'''
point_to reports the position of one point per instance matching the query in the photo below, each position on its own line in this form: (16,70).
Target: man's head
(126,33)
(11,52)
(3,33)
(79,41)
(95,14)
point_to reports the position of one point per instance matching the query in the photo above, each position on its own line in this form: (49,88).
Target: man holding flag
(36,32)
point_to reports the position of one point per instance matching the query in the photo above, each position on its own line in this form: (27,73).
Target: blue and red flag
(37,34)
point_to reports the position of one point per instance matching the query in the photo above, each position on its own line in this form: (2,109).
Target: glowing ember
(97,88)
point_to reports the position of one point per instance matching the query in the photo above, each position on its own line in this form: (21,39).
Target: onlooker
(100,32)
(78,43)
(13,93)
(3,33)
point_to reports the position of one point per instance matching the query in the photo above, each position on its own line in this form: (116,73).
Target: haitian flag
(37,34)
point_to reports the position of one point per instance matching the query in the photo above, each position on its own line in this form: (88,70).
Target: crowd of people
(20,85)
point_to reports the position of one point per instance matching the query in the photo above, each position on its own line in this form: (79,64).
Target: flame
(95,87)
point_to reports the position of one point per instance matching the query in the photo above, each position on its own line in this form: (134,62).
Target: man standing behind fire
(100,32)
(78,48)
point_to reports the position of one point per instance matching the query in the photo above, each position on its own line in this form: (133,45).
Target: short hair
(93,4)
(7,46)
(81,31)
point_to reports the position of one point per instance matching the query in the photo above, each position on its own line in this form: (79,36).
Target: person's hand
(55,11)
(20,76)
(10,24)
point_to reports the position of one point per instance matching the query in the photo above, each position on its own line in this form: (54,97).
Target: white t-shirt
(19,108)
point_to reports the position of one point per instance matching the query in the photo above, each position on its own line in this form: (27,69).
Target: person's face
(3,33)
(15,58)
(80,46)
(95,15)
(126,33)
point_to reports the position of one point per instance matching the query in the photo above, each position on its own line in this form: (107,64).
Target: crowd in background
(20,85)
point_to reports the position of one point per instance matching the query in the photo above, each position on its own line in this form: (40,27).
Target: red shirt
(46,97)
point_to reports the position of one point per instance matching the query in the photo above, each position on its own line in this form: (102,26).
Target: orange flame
'''
- Exercise description: Word-for-word copies of all the records are required.

- Solution to this exercise:
point_to reports the position of one point per instance matching the query in the photo below, each position on its own line in this form: (16,70).
Target: man's head
(126,33)
(11,52)
(3,33)
(79,41)
(95,14)
point_to reports the position of one point per instance matching the query in the photo above, each position on its own line in this form: (49,88).
Target: man holding flag
(36,32)
point_to reports the position of one point per instance matching the query in the photo above, each position on its own line in this form: (27,73).
Target: blue and red flag
(37,34)
point_to reports the position of one point per instance matching the query in the photo above, each position on its own line in this form: (2,109).
Target: glowing ember
(97,88)
point_to reports the position of one point per instance matching the query in the photo above, each position on its own line in this form: (21,39).
Target: onlooker
(100,32)
(78,43)
(13,93)
(3,33)
point_to reports the position of one point per instance matching the query in the photo above, each position on its own line in this form: (116,73).
Target: haitian flag
(37,34)
point_to reports the position of one point per instance matching the query in the photo above, each position on its own line in this form: (88,70).
Target: crowd of people
(20,85)
point_to reports the position of one point per instance matching the query in the photo above, each position on its own line in this form: (79,64).
Target: flame
(95,87)
point_to reports the position of one point per instance matching the query in the photo above, each position on its own line in this form: (134,62).
Target: man standing behind fire
(100,32)
(78,48)
point_to reports the position of one point per instance matching the query in the photo above, each position on its own line in this form: (133,45).
Target: short hair
(93,4)
(7,46)
(81,31)
point_to reports the position of one point per instance matching the query in the photo above, each position on its own line in this form: (79,36).
Target: person's hand
(55,11)
(20,76)
(10,24)
point_to reports the position of one point per instance matching the query in the photo above, each position on its own line in this form: (54,97).
Target: white t-shirt
(19,108)
point_to reports the position of one point per instance matching the query in the photo above, each position on its own line in this form: (27,69).
Target: person's face
(3,33)
(15,58)
(80,46)
(95,15)
(126,33)
point_to reports the position of one point per instance matching the query in the photo above, each position on its own line in this form: (107,64).
Target: crowd in background
(20,85)
point_to reports the position of one point per instance matching the query in the photo above, each position on its own line in this form: (40,27).
Target: red shirt
(46,97)
point_to reports the position of one point per instance matching the query in the photo above, each position on its own line in this form: (102,26).
Target: orange flame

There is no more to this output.